REQUIRED ACTIONS:
1. Answer these questions using the stock market report.
(a) By how many points did the Dow Jones Industrial Average close down on Tuesday?
(b) What is the name of the temporary measure the Fed announced on Tuesday?
(c) On what date did a completely empty New York Stock Exchange begin?
2. Reproduce word for word the portion of the stock market report starting with "March 31 (UPI)" and going on through "the COVID-19 pandemic.".

READING PASSAGE:

March 31 (UPI) -- U.S. stocks dropped at the end of trading Tuesday on the final day of the worst first quarter in American history.
The Dow Jones Industrial Average closed down 410.32 points, or 1.84 percent, while the S&P 500 fell 1.6 percent and the Nasdaq Composite slid 0.95 percent ending a quarter marked by market volatility due in large part to the COVID-19 pandemic.
Bank stocks fell on Tuesday as JPMorgan Chase slid 2.6, Citigroup dropped 3 percent and Bank of America lost 1.7 percent.
The decline followed another emergency measure by the U.S. Federal Reserve, which said Tuesday it will begin lending money to foreign central banking systems. The temporary move is intended to keep rates down and stabilize markets under threat from the coronavirus pandemic.
The Fed said the measure should enable the "smooth functioning of financial markets ... and thus maintain the supply of credit to U.S. households and businesses."
The U.S. central bank said the temporary measure, called the FIMA Repo Facility, should aid the U.S. Treasury market by providing an "alternative temporary source of U.S. dollars other than sales of securities in the open market."
Tuesday's is the Fed's latest intervention to support the U.S. economy during the health crisis. Earlier this month, it allowed unlimited purchases for treasury bonds and lowered interest rates to near zero.
The first quarter of 2020, which, due largely to the global coronavirus emergency, is set to conclude on Tuesday as the worst-performing first quarter in American history.
For weeks at the end of the quarter, Wall Street saw wild swings -- 1,000-point losses followed by 1,000-point gains -- and historic marks. Last week the Dow gained more than 10 percent in value in its greatest weekly performance since 1938. The bellwether index soared more than 2,100 points on March 24, its largest single-day percentage climb in nearly 90 years.
A week earlier, the Dow lost more than 17 percent of its value -- its worst weekly performance since the financial crisis in 2008. The index plummeted more than 3,000 points on March 16, and later closed below the 20,000 mark for the first time since early 2017.
The quarter also saw a completely empty New York Stock Exchange begin on March 23, as traders moved to all-electronic transactions to comply with recommended social distancing guidelines.
The firm also forecast gross domestic product will fall 9 percent in the first quarter of this year and then 34 percent into the second quarter, the worst period since World War II. In quarter three, Goldman projected that the GDP would turn around, surging 19 percent.
"This not only means deeper negatives in the very near term but also raises the specter of more adverse second-round effects on income and spending a bit further down the road," the firm said. "On the other hand, both monetary and fiscal policy are easing dramatically further, which will tend to contain these second-round effects and add to growth down the road."

THE DATA:
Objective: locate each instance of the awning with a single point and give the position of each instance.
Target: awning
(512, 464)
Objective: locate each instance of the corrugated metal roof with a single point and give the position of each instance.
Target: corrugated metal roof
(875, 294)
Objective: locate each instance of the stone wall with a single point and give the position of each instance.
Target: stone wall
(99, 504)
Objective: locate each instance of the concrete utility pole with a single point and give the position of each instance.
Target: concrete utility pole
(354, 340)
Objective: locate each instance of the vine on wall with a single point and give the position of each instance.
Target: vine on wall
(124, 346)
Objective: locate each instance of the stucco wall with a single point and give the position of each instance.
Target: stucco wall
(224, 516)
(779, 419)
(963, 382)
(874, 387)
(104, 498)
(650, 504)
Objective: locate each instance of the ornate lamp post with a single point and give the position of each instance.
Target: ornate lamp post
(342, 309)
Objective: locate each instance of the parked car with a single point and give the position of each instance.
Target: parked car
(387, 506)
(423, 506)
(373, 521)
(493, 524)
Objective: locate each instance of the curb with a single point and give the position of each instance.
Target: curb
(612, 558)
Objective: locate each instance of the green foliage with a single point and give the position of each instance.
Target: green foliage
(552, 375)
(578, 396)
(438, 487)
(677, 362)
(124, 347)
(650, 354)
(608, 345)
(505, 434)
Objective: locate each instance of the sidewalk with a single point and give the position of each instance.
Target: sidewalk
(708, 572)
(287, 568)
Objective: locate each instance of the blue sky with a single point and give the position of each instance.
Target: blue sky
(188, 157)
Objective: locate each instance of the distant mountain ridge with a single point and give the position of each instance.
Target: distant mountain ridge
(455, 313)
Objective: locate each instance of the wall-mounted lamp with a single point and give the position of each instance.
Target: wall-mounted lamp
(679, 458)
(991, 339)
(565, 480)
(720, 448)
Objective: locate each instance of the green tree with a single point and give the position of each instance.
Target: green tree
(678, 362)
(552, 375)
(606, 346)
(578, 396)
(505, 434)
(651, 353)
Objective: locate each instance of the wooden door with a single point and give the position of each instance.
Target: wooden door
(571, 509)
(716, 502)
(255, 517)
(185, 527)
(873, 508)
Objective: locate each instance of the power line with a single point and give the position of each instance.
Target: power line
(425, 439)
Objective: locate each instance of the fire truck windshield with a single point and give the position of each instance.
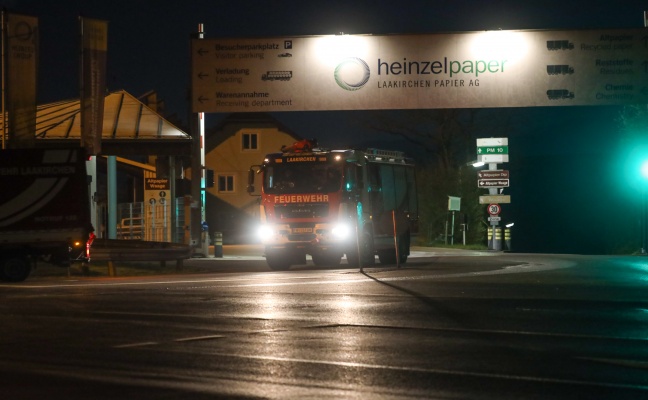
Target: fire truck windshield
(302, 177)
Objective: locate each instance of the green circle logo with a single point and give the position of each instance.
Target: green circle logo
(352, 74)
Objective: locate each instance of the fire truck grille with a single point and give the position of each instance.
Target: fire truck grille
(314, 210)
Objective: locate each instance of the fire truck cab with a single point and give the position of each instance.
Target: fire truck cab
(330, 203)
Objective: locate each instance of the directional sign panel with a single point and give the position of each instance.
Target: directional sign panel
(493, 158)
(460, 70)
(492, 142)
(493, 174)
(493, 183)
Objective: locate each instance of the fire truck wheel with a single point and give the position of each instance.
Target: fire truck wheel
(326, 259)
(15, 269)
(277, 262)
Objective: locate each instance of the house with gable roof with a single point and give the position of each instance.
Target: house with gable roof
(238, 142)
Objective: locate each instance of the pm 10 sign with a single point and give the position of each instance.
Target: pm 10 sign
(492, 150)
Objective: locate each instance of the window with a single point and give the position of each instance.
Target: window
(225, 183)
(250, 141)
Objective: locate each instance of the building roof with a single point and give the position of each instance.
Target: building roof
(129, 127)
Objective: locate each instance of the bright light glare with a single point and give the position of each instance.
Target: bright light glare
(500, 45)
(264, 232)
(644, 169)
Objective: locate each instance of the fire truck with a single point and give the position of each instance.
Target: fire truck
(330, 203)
...
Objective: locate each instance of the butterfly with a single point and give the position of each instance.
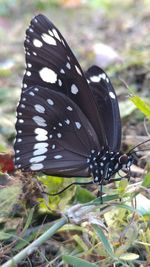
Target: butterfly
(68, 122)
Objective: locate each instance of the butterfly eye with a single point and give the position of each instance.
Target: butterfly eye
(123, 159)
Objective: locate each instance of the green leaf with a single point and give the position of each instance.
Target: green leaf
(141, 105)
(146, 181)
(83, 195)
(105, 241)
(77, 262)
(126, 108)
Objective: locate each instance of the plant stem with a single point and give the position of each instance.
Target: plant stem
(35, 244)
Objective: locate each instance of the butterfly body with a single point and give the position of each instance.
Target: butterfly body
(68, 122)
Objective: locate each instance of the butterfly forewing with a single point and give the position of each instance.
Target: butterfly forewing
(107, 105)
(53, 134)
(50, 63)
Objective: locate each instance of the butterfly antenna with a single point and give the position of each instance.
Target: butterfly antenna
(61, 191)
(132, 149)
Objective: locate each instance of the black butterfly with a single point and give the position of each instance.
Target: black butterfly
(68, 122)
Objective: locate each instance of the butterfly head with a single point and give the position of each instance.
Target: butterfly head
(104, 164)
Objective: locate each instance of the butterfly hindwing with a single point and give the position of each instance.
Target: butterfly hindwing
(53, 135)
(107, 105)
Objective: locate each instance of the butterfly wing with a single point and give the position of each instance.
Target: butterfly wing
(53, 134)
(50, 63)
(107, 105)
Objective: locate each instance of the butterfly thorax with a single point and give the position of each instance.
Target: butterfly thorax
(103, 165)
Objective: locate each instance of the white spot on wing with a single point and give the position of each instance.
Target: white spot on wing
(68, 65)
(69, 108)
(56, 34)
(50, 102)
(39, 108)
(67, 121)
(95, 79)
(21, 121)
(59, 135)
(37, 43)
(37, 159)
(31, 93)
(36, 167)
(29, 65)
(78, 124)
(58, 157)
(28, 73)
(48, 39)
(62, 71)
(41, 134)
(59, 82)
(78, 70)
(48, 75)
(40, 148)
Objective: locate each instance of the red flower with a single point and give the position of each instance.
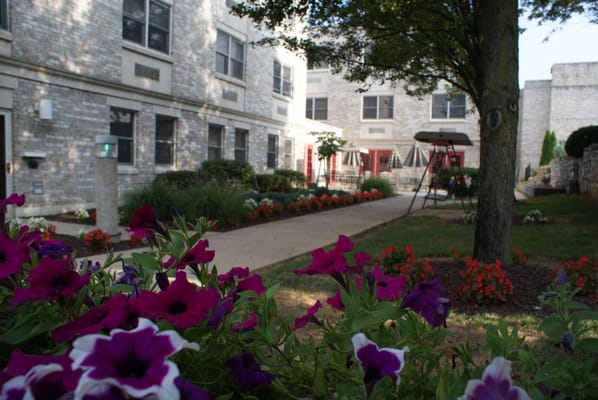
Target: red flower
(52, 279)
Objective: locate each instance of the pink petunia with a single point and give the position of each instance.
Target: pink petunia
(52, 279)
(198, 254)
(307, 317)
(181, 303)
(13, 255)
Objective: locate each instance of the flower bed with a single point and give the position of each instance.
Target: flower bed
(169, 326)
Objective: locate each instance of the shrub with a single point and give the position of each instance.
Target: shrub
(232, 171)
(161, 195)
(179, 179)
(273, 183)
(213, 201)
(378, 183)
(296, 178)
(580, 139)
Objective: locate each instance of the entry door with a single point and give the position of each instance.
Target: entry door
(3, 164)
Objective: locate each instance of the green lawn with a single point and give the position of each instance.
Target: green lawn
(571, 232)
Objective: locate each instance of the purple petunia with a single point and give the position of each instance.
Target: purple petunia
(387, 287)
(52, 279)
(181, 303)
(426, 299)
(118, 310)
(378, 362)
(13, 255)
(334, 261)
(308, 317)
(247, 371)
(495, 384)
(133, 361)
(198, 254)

RESPONSES IN ORDER:
1.
(a) 410.32 points
(b) The FIMA Repo Facility
(c) March 23

2.
March 31 (UPI) -- U.S. stocks dropped at the end of trading Tuesday on the final day of the worst first quarter in American history.
The Dow Jones Industrial Average closed down 410.32 points, or 1.84 percent, while the S&P 500 fell 1.6 percent and the Nasdaq Composite slid 0.95 percent ending a quarter marked by market volatility due in large part to the COVID-19 pandemic.